Passage
########

13. We recognise the usefulness of the NAO analysis, but in this inquiry we have chosen to look at complexity somewhat differently. Our starting point is the ample evidence that we have received and have read that complexity needs addressing. We heard a range of ideas about how Government, its agencies and other bodies could and should respond to existing complexity. We identified three types of response in the evidence we have been given:

  • The first type of response is to 'shield' the claimant from complexity by improving the claimant experience of dealing with the benefit system. Sue Royston, from Citizens Advice, who was seconded to the Benefit Simplification Unit for nine months to write a report on the complexity of the benefits system from the claimant's perspective, similarly referred to "masking" complexity from the claimant;[16]
  • The second response is to identify specific sources of complexity in the rules and administrative processes of the benefit system and make incremental changes to simplify them; and
  • The third type of response is to consider the possibility of fundamental reform to the structure of the benefit system as a way of achieving a step change in simplification.

########

Exercises
(1) According to the passage on benefit system complexity, how long was Sue Royston seconded to the Benefit Simplification Unit?
(2) Write a continuation of the passage on benefit system complexity, starting right after its final sentence.
The items that come next have no connection to the passage on benefit system complexity.

[Stored items]
########

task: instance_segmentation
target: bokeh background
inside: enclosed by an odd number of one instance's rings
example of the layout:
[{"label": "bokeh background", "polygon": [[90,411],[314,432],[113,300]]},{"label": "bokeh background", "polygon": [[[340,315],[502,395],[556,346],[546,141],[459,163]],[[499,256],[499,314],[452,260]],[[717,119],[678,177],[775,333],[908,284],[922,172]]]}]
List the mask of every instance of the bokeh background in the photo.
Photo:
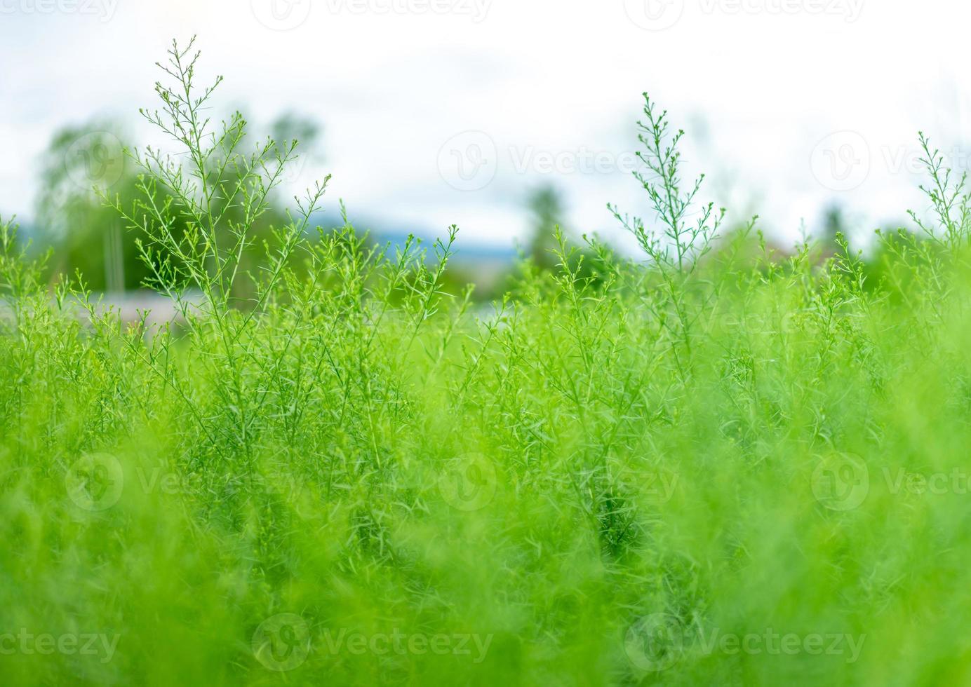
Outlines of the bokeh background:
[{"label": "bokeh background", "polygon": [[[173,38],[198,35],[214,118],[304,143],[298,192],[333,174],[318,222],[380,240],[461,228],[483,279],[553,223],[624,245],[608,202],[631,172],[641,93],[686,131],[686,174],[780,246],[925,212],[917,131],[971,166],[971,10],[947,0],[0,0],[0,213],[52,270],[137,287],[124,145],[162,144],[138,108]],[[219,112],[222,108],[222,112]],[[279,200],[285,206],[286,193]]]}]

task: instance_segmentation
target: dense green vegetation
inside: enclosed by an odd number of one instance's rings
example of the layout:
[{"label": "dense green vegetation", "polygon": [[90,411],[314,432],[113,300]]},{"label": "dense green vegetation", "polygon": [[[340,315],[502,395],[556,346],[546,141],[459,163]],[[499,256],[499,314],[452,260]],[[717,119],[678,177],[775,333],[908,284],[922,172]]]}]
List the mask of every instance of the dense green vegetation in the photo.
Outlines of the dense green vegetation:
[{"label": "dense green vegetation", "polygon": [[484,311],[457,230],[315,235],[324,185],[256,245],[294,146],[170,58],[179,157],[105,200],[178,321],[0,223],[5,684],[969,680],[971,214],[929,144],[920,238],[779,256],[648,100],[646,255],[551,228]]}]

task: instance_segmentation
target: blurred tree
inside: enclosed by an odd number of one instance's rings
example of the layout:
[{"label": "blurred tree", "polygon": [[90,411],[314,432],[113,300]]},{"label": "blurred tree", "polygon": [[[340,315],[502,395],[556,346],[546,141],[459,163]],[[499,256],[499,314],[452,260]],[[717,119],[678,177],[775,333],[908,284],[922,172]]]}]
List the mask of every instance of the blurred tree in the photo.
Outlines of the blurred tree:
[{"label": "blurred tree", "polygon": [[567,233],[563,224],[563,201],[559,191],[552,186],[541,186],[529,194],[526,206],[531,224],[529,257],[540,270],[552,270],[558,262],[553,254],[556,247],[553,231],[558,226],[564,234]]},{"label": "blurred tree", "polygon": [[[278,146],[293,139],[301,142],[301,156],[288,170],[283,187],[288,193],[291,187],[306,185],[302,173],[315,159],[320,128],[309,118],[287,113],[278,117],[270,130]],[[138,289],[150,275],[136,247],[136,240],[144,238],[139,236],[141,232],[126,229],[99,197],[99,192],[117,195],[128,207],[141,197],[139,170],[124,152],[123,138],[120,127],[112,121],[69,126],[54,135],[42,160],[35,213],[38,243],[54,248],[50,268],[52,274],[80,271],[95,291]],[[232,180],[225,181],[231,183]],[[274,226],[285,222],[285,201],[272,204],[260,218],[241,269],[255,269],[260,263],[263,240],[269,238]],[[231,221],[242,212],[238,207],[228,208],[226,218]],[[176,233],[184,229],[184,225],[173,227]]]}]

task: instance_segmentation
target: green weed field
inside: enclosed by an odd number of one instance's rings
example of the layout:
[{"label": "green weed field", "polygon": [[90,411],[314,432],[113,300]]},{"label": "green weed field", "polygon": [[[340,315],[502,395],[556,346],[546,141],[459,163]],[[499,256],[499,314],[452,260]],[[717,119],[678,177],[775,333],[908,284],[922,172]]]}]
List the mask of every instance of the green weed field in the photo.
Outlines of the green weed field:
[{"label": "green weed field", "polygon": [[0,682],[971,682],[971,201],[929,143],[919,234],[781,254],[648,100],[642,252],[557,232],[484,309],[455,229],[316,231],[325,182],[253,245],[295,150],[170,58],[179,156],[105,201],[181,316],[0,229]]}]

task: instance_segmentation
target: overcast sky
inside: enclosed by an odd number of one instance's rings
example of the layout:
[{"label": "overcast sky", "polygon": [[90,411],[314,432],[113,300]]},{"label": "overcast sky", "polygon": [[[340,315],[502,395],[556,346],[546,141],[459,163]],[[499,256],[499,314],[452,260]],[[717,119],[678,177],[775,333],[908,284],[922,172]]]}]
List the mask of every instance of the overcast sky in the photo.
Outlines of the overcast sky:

########

Answer list
(1) Nine months.

(2)
14. We explore each of these types of response in the later chapters of this Report, but it is important to note at the outset that the options are not mutually exclusive. We have also included a section on how the existing benefits system, with its various complexities, impacts on work incentives, as we see this as a key issue.


15. The written evidence we received stressed that complexity also arises from the number of different Agencies people have to deal with, and in particular the links with Tax Credits. Although they are not strictly within our remit, being the responsibility of Her Majesty's Revenue and Customs (HMRC), it is clear that - for claimants - this is all part of the same, confusing, system.

16. One Parent Families commented that "to focus simply on DWP-administered benefits is to risk ignoring key areas (and their interactions) which need to be addressed if ordinary peoples' lives are to be made easier."[17] Donald Hirsch of the Joseph Rowntree Foundation (JRF) agreed, particularly in the case of Tax Credits, saying:

"To them [claimants] it looks like a benefit … It seems to me that - whether it is for individuals, government departments or parliamentary committees - it is just a complete nonsense to draw that distinction." [18]

And Fran Bennett of the University of Oxford agreed:

"It is absolutely essential that the interaction between benefits and Tax Credits, and the interaction between benefits and child support, for example, are tackled. You can only do that in a cross-government way." [19]

17. We have therefore sought and received evidence on what DWP is doing to work with HMRC to improve integrated delivery, and we cover this in a later section of this report.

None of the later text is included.